[BEGIN EXCERPT]

Two might submit bids to run airport

OCEANSIDE -- The city may get at least two bidders interested in running the Oceanside Municipal Airport.
But they probably are going to ask city officials to ease up on financial requirements, including that anyone operating the San Luis Rey Valley airfield must pay off more than $1 million in debts.
No bids were received by Tuesday, the original deadline. Potential bidders had asked for a little more time, and a notice of an extension was posted on a construction Web site last Friday.
The new deadline is 4:30 p.m. Wednesday.
City Council members voted in May to get out of the airport business and seek a private operator to take on the task, from operations to new construction.
One potential bidder said he had just gotten airport expense reports from the city and was studying them.
Scott Wardle, regional director of operations for American Airports Corp., based in San Diego, said he will probably recommend to his superiors that they make a proposal to operate the airport.
"We will seek variances," said Wardle, whose company operates five airports in Los Angeles County.
Expense and revenue reports prepared by City Manager Peter Weiss show great fluctuations from year to year in both expenses and revenues at the 50-acre airport.

[END EXCERPT]

◆ CHALLENGE 1: Translate this sentence from the airport article into Spanish: "The new deadline is 4:30 p.m. Wednesday."
◆ CHALLENGE 2: According to the airport article, how many airports does American Airports Corp. operate in Los Angeles County?
◆ CHALLENGE 3: Rewrite the airport article starting at "But they probably" and ending at "was studying them.", replacing "deadline" with "cutoff".
The items that come next have no connection to the airport article.

[BEGIN EXTRACTED RECORDS]

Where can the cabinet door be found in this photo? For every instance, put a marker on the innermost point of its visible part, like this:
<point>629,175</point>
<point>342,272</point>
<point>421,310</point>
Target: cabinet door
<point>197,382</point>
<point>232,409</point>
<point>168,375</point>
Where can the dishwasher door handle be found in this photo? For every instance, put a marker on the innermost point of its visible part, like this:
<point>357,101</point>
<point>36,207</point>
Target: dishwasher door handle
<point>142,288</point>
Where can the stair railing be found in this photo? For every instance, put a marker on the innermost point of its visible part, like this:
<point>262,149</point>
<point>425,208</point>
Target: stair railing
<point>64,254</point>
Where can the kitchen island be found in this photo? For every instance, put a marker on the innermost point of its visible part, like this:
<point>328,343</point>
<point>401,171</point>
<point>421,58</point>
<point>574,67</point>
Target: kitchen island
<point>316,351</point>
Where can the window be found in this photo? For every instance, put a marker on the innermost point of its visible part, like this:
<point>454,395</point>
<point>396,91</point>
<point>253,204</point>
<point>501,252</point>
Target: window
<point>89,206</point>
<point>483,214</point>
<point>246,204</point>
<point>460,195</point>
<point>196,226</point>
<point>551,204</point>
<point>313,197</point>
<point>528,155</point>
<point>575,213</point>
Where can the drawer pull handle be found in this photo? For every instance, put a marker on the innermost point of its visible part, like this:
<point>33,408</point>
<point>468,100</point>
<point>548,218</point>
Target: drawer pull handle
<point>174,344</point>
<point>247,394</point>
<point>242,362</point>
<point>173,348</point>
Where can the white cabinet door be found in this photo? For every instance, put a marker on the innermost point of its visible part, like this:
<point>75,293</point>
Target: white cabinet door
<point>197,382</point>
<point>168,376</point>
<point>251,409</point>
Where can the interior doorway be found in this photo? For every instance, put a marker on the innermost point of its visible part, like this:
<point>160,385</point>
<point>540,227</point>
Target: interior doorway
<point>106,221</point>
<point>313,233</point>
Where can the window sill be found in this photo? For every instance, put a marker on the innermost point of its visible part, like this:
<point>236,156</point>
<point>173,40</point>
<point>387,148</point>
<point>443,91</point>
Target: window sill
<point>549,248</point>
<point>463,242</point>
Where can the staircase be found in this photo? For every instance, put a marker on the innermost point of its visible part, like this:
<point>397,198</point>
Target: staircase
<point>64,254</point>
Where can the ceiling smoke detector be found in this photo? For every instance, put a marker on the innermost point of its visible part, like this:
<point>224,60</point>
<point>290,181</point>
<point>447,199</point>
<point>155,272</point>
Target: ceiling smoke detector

[END EXTRACTED RECORDS]

◆ WRITTEN REPLY 1: La nueva fecha límite es el miércoles a las 4:30 p. m.

◆ WRITTEN REPLY 2: Five airports.

◆ WRITTEN REPLY 3:
But they probably are going to ask city officials to ease up on financial requirements, including that anyone operating the San Luis Rey Valley airfield must pay off more than $1 million in debts.
No bids were received by Tuesday, the original cutoff. Potential bidders had asked for a little more time, and a notice of an extension was posted on a construction Web site last Friday.
The new cutoff is 4:30 p.m. Wednesday.
City Council members voted in May to get out of the airport business and seek a private operator to take on the task, from operations to new construction.
One potential bidder said he had just gotten airport expense reports from the city and was studying them.